## Materials provided
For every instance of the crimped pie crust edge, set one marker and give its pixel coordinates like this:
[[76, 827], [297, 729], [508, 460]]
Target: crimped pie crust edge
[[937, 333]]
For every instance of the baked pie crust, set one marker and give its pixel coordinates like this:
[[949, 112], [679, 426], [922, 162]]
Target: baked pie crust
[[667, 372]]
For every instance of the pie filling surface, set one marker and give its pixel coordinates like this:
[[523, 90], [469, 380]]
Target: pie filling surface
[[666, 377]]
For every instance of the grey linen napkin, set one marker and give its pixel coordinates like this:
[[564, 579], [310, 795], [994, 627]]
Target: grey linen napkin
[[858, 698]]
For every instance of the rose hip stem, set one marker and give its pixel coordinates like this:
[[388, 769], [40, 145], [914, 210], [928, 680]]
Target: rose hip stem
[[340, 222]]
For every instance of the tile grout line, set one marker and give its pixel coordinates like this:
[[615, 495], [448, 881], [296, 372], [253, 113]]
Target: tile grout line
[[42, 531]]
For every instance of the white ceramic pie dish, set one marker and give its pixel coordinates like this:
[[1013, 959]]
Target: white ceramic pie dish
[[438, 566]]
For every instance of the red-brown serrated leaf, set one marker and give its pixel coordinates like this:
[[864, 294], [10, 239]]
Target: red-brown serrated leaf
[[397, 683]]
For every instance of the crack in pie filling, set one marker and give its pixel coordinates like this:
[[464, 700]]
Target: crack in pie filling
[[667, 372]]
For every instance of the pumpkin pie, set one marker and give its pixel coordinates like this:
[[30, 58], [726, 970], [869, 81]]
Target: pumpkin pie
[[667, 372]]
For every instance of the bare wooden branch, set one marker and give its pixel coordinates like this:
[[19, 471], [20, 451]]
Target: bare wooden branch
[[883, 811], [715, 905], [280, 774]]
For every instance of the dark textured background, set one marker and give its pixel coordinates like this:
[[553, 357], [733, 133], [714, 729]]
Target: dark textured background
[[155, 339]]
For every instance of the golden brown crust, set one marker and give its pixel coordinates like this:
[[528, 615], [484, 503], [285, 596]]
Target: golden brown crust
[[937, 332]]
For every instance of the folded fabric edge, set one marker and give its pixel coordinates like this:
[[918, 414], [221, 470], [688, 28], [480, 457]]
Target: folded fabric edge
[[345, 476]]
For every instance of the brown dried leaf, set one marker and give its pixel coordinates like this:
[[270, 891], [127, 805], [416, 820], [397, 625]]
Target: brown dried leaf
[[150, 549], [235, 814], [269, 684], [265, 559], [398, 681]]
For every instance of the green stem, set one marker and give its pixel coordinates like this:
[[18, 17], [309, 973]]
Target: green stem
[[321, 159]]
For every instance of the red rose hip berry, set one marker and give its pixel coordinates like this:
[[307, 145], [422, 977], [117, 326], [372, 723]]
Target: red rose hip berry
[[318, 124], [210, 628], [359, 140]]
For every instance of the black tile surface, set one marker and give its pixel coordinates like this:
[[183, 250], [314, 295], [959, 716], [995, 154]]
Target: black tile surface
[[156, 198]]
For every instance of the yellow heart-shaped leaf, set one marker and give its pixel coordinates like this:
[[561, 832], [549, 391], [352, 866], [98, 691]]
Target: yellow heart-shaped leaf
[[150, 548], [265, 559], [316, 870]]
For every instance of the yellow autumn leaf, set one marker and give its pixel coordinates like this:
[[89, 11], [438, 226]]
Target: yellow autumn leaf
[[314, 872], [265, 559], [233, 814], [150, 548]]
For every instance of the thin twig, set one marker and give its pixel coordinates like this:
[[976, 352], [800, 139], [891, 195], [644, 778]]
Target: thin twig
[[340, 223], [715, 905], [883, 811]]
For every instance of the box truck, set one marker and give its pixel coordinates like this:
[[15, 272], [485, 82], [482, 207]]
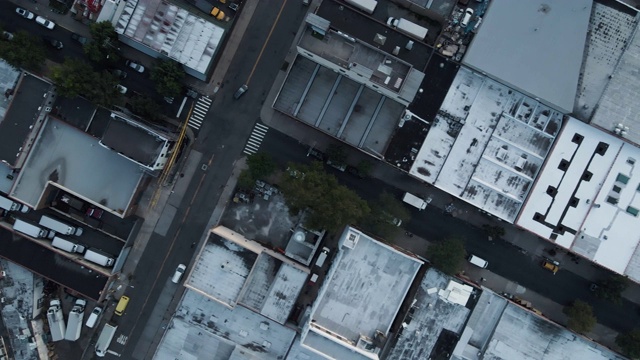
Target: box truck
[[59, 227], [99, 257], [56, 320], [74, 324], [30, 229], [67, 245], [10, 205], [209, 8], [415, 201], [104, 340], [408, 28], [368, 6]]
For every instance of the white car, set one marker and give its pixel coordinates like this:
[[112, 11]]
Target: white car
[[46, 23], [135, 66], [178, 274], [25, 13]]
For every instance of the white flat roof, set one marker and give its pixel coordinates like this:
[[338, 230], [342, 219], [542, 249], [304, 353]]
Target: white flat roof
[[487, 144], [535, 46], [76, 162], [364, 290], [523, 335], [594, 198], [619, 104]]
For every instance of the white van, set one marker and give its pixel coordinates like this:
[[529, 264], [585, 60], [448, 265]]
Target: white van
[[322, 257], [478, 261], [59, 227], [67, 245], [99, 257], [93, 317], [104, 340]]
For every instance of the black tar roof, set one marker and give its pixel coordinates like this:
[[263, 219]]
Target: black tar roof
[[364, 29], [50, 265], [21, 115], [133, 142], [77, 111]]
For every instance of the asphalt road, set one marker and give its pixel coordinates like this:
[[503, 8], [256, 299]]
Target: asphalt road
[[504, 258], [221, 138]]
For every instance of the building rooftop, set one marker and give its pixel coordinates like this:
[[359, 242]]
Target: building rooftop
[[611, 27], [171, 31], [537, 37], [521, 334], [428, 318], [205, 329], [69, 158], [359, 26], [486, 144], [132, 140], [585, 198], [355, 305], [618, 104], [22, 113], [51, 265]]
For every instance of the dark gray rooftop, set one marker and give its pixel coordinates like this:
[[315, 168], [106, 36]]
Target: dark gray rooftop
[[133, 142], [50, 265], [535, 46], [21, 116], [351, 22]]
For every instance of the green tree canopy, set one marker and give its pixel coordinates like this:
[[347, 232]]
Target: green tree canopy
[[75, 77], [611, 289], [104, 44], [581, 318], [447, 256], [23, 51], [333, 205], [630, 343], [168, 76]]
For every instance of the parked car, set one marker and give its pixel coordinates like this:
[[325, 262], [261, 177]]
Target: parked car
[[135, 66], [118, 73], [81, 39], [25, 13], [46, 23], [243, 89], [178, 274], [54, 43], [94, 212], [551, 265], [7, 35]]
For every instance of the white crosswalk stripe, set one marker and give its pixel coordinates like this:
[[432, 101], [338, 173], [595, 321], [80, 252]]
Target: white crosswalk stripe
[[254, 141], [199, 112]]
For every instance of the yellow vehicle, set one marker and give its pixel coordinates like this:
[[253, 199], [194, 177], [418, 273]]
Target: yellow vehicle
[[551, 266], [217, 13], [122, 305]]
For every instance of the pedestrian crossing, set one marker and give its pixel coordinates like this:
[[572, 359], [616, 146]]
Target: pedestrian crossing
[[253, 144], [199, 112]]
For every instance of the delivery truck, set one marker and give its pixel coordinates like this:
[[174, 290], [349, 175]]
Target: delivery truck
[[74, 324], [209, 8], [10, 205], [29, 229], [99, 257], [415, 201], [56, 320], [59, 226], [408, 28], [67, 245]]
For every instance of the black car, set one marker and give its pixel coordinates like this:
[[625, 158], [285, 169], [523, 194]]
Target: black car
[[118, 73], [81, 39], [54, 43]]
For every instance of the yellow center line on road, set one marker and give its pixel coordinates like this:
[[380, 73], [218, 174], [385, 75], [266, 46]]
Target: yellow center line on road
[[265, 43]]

## What you are asked to do
Rewrite every row above, replacing "set one marker" with "place one point" and leaving everything else unchanged. Leave out the pictures.

## Task solution
For every instance of the crimped pie crust edge, place one point and give its pixel coordinates like this:
[[76, 827], [297, 729], [508, 460]]
Target: crimped pie crust edge
[[937, 333]]
For every instance of the baked pie crust, place one point and give its pixel coordinates like this:
[[949, 112], [679, 426], [922, 162]]
Target: baked pie crust
[[667, 372]]
For every instance of the pie filling surface, place one point and give its pixel coordinates like this:
[[523, 90], [469, 380]]
Target: pie filling surface
[[666, 377]]
For every instance of the grey linen napkin, place one point and give its pixel coordinates like this:
[[564, 579], [310, 795], [994, 627]]
Target: grey linen napkin
[[858, 698]]
For every instance of the rose hip stem, place one point and give its pixel coordinates like this:
[[388, 769], [40, 145], [914, 210], [928, 680]]
Target: rose hip stem
[[340, 222]]
For every instance of the tile grout line, place one point and give its pixel coordinates like this:
[[615, 495], [448, 881], [296, 372], [253, 113]]
Target: tile grout line
[[42, 531]]
For every instance of the white ceramic pie dish, place one point and give its pixel coordinates like this:
[[1013, 959]]
Target: white ceramic pie dish
[[438, 566]]
For every instance of the red-brown serrated leaf, place one point and give its pixel coordinates like this:
[[864, 294], [10, 239]]
Target: red-brown serrated leaf
[[397, 683]]
For every instance of the crack in pie filling, place one point and give its pixel coordinates like this:
[[464, 700]]
Target: crack in pie filling
[[667, 372]]
For every instance of the pumpkin pie, place one point and give its pixel coordinates like this:
[[30, 58], [726, 970], [869, 81]]
Target: pumpkin pie
[[667, 372]]
For every instance of the bare wooden branch, place one point and give its pixel coordinates like this:
[[19, 471], [20, 451]]
Target: bare wooden branch
[[883, 811], [715, 905], [280, 774]]
For every instance of the dark textured background, place one point and give its pixel coordinates like this:
[[553, 357], [733, 133], [714, 729]]
Target: dark textured background
[[155, 339]]
For every instance of the golden brown crust, place one point and give its pixel coordinates like this:
[[528, 615], [484, 503], [285, 596]]
Target: golden brown crust
[[937, 332]]
For every instance of the folded fabric edge, place one point and give its pixel coordinates like this:
[[918, 414], [221, 470], [688, 28], [480, 457]]
Target: folded fabric edge
[[345, 476]]
For every instance of the brown dried leaf, place one point and give its pixel coordinates like this:
[[270, 891], [127, 805], [416, 820], [397, 625]]
Target: brown dried leaf
[[150, 549], [235, 814], [269, 684], [265, 559], [398, 681]]
For every instance of the green stem, place one point and give its pixel coordinates like this:
[[18, 17], [309, 973]]
Target: green stem
[[321, 159]]
For every instance of the red rose hip berry, place one point and give its pixel coordinates like this:
[[307, 145], [422, 977], [117, 326], [372, 723]]
Target: red rose hip berry
[[318, 124], [210, 628], [359, 140]]
For every instance of the black tile surface, place one point and give its pixel coordinates like this:
[[183, 250], [314, 295], [959, 716], [995, 154]]
Target: black tile surface
[[156, 198]]
For every instance of the yellow heart-shaped leaf, place one point and give its pixel coordinates like this:
[[561, 832], [549, 391], [352, 866], [98, 691]]
Target: yellow heart-shaped leaf
[[150, 548], [265, 559], [316, 870]]
For every instance of the yellow autumn leaf, place one point and give its pixel coordinates like this:
[[89, 11], [438, 226]]
Target: yellow autumn leaf
[[314, 872], [265, 559], [233, 814], [150, 548]]
For every instance of the thin twig, place one point and give its pixel coordinates like this:
[[976, 352], [800, 139], [891, 195], [644, 778]]
Target: thin twig
[[340, 223], [715, 905], [883, 811]]
For every instance of the box truck, place one point and give its pixel coordinates like this:
[[15, 272], [485, 82], [482, 207]]
Target: box truck
[[59, 227], [99, 257], [56, 320], [74, 324], [30, 229], [67, 245], [10, 205], [209, 8], [415, 201], [104, 340], [408, 28], [368, 6]]
For every instance of the white car, place one point and give its pixel coordinates like this:
[[112, 11]]
Target: white car
[[46, 23], [135, 66], [178, 274], [25, 13]]
For every instance of the white flat roof, place one point and give its pixel coordinates like this:
[[338, 230], [342, 219], [542, 249], [304, 353]]
Target: white flat roof
[[487, 144], [535, 46], [76, 162], [364, 290], [523, 335], [594, 198], [619, 104]]
For every instance of the white van, place one point and give its pixel coordinates like this:
[[529, 264], [585, 60], [448, 265]]
Target: white van
[[322, 257], [478, 261], [59, 227], [67, 245], [99, 257], [93, 317], [104, 340]]
For every instance of the black tar roof, place one point and give its pixel coordinates like this:
[[263, 219]]
Target: black tar roof
[[364, 29], [50, 265], [21, 115], [133, 142], [77, 111]]
For every instance of the asphalt road, place one point and give its pixel coordinates like this:
[[503, 8], [256, 299]]
Target: asphalt road
[[504, 258], [221, 138]]
For every instance of the building rooftop, place one point and give its pixel coordinates like this:
[[359, 242]]
Target: building rooftop
[[611, 27], [171, 31], [537, 37], [521, 334], [428, 318], [205, 329], [69, 158], [359, 26], [486, 144], [132, 140], [585, 198], [355, 305], [618, 104], [22, 113], [51, 265]]
For every instance of the dark gray rooftop, place one point and give its pixel coordinates like this:
[[315, 168], [106, 36]]
Target: dark gray rooftop
[[133, 142], [50, 265], [535, 46], [21, 116], [351, 22]]
For every instance of the green tree canopy, place one point and give its pixel coordinates like this:
[[347, 232]]
Target: green tree canopy
[[75, 77], [611, 289], [104, 44], [581, 318], [447, 256], [23, 51], [333, 205], [630, 343], [168, 76]]
For every instance of the parked car, place one point and give its pixel coordinates like this:
[[325, 262], [261, 177]]
Target: parked car
[[135, 66], [118, 73], [81, 39], [25, 13], [46, 23], [243, 89], [178, 274], [54, 43], [94, 212], [551, 265], [7, 35]]
For every instance of the white crosswalk stripe, place one point and give its pixel coordinates like this:
[[432, 101], [338, 173], [595, 321], [80, 252]]
Target: white crosswalk stripe
[[254, 141], [199, 112]]
For every instance of the yellow vehicle, place one point and give its pixel coordinates like this:
[[253, 199], [194, 177], [418, 273]]
Target: yellow vehicle
[[551, 266], [217, 13], [122, 305]]
For every instance of the pedestrian crossing, place one point and give its pixel coordinates like this:
[[572, 359], [616, 146]]
Target: pedestrian crossing
[[253, 144], [199, 112]]
For every instance of the delivery truck, place one point and give its pixel coordinates like this:
[[174, 290], [349, 175]]
Target: delivery truck
[[74, 324], [209, 8], [10, 205], [29, 229], [99, 257], [415, 201], [56, 320], [59, 226], [408, 28], [67, 245]]
For every instance of the black car, place one point and give its pixel coordinates like this:
[[625, 158], [285, 169], [523, 194]]
Target: black car
[[118, 73], [81, 39], [54, 43]]
For every instance of the yellow center line on road, place one point and give its pixel coordinates like this:
[[380, 73], [218, 174], [385, 75], [266, 46]]
Target: yellow center line on road
[[265, 43]]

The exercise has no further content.